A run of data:
━━━━
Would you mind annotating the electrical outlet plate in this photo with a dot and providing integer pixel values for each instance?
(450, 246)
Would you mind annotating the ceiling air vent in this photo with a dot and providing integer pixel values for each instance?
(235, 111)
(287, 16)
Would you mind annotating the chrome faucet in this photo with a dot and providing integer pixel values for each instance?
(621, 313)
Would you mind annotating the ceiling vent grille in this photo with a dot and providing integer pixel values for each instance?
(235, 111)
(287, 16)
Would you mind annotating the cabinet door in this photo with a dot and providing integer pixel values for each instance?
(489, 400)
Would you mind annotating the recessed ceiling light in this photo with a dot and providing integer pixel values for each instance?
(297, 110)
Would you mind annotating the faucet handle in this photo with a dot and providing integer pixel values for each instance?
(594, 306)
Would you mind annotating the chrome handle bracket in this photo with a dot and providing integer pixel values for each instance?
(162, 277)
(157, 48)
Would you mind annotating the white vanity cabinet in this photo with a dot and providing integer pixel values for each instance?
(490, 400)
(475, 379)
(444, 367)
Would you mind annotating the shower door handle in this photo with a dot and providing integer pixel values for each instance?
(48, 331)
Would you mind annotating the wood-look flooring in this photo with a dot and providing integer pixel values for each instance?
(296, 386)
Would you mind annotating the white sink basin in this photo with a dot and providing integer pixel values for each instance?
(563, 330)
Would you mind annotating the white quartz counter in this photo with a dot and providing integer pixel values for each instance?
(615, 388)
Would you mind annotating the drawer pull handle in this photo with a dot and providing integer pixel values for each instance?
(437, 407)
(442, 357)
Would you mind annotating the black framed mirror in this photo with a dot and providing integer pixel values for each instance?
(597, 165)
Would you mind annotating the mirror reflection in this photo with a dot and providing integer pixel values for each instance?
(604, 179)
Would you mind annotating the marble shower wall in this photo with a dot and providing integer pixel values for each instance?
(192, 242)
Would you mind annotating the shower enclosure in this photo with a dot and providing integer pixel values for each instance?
━━━━
Starting with the line that contains "Would you mind annotating the mirror" and going on through the end of the data, write every line out again, requests included, and add -110 to each coordinate value in the answers.

Result of this task »
Would you mind annotating the mirror reflection in this photo with a dot and providing integer pixel values for each instance?
(494, 69)
Would you mind annotating the marble shower wall in this photo with a dot and providing integer pixel values for each instance?
(82, 132)
Would you mind annotating the shower enclosure in this photo with a dot and providing integer pixel values for each instance?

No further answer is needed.